## PROBLEM TO SOLVE
Please copy out every line of the data from its start through the line containing "(206, 388), (363, 636)", shifting each bounding-box coordinate in the answers up by 145 and leaving all other numbers unchanged.

[BEGIN]

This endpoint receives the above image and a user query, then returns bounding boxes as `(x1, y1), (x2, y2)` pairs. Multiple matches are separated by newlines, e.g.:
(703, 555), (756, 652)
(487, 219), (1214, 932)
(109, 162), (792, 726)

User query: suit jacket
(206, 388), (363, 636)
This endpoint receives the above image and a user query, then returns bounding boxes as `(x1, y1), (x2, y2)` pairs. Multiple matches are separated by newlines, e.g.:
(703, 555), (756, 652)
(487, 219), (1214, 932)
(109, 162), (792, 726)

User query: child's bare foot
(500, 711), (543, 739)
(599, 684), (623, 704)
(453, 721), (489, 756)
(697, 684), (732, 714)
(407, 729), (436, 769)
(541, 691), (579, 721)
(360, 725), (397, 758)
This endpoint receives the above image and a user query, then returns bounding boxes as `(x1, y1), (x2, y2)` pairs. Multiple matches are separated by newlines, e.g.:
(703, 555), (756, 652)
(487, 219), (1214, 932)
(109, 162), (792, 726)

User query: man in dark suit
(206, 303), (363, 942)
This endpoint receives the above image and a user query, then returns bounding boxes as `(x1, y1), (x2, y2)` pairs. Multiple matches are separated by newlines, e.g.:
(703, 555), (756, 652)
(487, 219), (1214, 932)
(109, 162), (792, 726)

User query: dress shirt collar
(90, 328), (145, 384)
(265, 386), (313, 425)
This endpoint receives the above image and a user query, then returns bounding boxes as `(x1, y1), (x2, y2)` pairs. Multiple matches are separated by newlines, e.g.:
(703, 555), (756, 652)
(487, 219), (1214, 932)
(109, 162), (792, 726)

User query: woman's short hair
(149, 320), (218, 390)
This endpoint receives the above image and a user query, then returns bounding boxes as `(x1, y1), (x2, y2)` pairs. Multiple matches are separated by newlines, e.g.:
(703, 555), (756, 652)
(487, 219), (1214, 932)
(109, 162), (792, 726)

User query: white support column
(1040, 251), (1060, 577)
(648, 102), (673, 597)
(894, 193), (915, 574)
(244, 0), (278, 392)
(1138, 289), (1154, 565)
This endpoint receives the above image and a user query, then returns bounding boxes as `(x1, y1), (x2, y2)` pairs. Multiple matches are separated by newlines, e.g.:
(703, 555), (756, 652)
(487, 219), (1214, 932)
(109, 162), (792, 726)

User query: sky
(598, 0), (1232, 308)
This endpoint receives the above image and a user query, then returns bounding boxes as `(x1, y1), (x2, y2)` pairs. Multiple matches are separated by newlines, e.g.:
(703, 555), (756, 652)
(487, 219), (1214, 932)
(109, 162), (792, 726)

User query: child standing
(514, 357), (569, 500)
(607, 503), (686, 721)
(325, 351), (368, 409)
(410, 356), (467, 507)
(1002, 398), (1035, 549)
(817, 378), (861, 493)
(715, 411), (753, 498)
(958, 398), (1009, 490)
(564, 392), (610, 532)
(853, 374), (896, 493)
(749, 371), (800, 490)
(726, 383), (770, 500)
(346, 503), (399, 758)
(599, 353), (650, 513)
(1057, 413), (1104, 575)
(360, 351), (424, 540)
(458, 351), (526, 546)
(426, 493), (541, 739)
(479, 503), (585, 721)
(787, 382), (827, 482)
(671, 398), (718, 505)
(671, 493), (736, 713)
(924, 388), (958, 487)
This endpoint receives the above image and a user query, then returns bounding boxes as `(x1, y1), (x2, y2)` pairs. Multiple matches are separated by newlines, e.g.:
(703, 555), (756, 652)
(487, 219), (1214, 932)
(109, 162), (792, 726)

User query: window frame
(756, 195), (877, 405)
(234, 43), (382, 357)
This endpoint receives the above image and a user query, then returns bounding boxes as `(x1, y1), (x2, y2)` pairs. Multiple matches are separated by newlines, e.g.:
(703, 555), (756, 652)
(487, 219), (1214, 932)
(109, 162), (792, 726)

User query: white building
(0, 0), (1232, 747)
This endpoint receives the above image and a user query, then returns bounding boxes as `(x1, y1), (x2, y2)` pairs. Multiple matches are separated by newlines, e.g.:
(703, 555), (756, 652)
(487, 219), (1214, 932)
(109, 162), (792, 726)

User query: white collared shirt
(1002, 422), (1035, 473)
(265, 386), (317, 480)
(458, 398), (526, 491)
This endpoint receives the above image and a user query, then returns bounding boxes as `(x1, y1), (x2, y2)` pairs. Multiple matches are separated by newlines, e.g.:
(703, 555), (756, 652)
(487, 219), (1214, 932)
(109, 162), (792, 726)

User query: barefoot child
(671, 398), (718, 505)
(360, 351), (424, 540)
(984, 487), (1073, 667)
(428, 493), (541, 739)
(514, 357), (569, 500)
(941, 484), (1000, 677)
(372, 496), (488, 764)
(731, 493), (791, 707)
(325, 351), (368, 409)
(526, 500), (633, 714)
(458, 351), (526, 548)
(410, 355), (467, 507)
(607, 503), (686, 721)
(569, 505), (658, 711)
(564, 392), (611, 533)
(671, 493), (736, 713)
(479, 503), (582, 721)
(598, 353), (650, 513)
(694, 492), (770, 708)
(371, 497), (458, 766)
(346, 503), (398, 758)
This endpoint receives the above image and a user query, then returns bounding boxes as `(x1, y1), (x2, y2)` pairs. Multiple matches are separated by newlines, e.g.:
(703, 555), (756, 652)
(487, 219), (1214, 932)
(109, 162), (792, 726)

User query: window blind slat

[END]

## FINISHED EXERCISE
This endpoint receives the above image and a user query, then returns bounding boxes as `(x1, y1), (x2, y2)` pairs. Multiple matches are separated by newlines, e.g.:
(703, 555), (756, 652)
(487, 219), (1214, 932)
(109, 162), (792, 726)

User query: suit jacket
(351, 533), (508, 781)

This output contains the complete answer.